● Excerpt to read:
──────
My dignity? Collapsing on itself like a dying star.
I may or may not be drunk driving a golf cart. Vegaaaassssssss.
I have a running excel spreadsheet detailing the number of shots in a night and subsequent ability to masturbate
whats the proper etiquette for returning a closet door to a random girl you met and do not know her name?
the "its better than getting an actual virus from an actual porn star" argument failed.
We are gonna be 90 years old in wheelchairs at the nursing home sitting at computers poking each other and waiting for the other to die so we will have the last facebook poke.
is cock-oriented a word? I'd say I'm that lately.
It's taken me 5 years and 2 beers to finally realize that maybe he isn't the dude for me. Also, that picking your major should be done sober, lest you find your self an art major.
We're playing fucking games. GAMES. THIS IS BULL SHIT. IM GOING TO THROW UP ON THE BABIES AND LEAVE.
──────
● Material provided:
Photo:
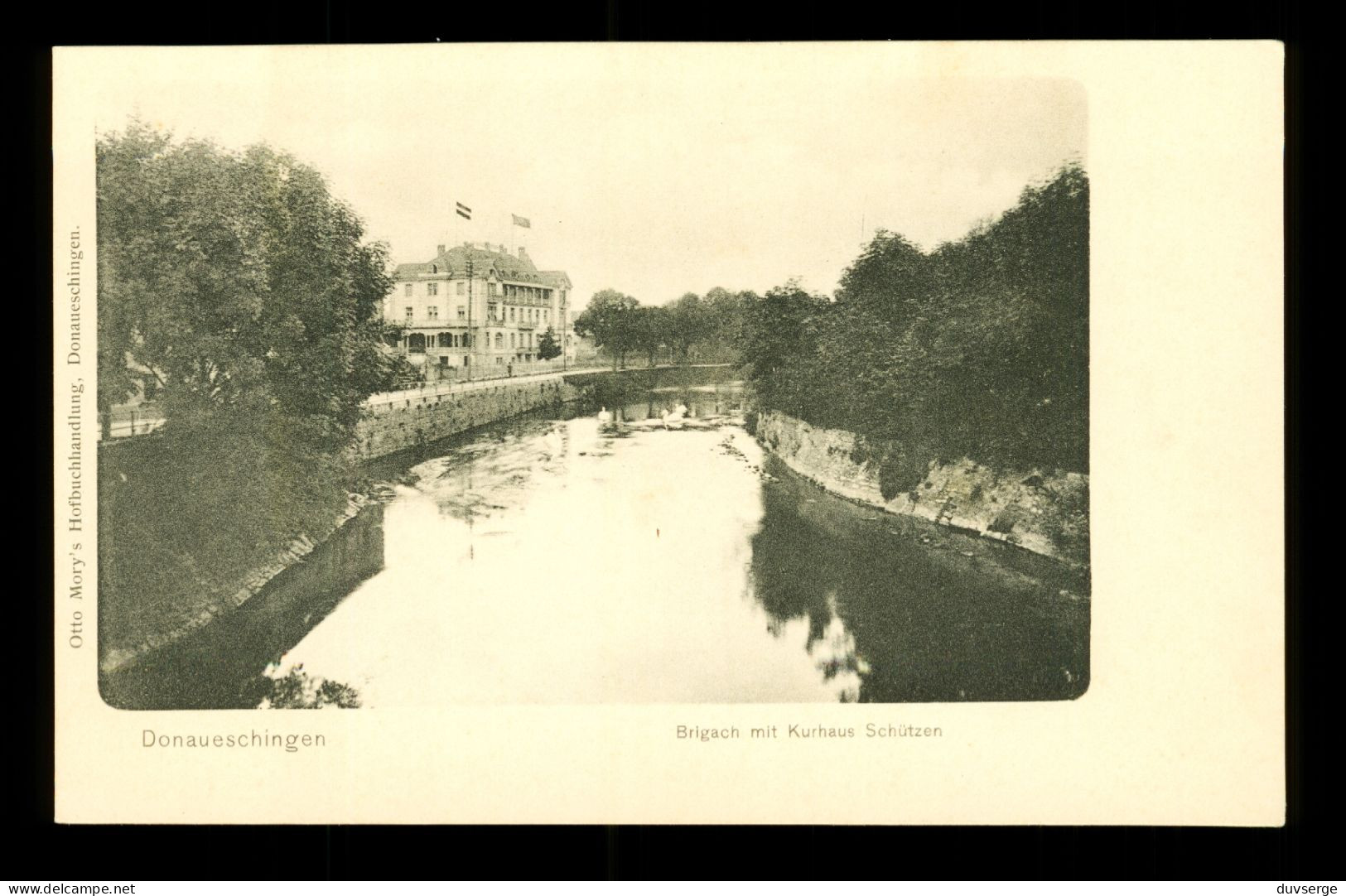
──────
● Explore the material:
1/ Say whether each statement agrees with the short posts above. Answer yes or no for each, and quote the words that decide it.
(a) One post mentions driving a golf cart.
(b) The spreadsheet counts the number of beers in a night.
(c) One writer took 5 years and 3 beers to reach a realization.
2/ Using the short posts above, answer each question.
(a) What program is the running spreadsheet kept in?
(b) How old does one writer expect to be at the nursing home?
(c) What major does one writer say you might end up with if you don't choose sober?
3/ Write the next part of the short posts above, starting after the last post.

● Numbered answers:
1/
(a) Yes: "I may or may not be drunk driving a golf cart."
(b) No: "detailing the number of shots in a night"
(c) No: "It's taken me 5 years and 2 beers to finally realize"

2/
(a) Excel
(b) 90 years old
(c) An art major

3/
In the last 3 months, I've slept with an ex,someone single, someone in a relationship, someone married, and someone divorced. I should get some type of grown up girl scouts badge.
Just so you know the unusual amount of skittles on your floor is entirely your own fault. You bought me 20 bags of them while I was high.
If I send you a picture of a dick will you give me your honest reaction?
ALSO I MAYBE ACCIDENTALLY HAND CUFFED MYSELF TO A CHAIR
That means I have to put pants on. That is not something I am willing to do right now.
Had to clear my browser history. I figured if she used the search bar and her name came up, it might be a little creepy.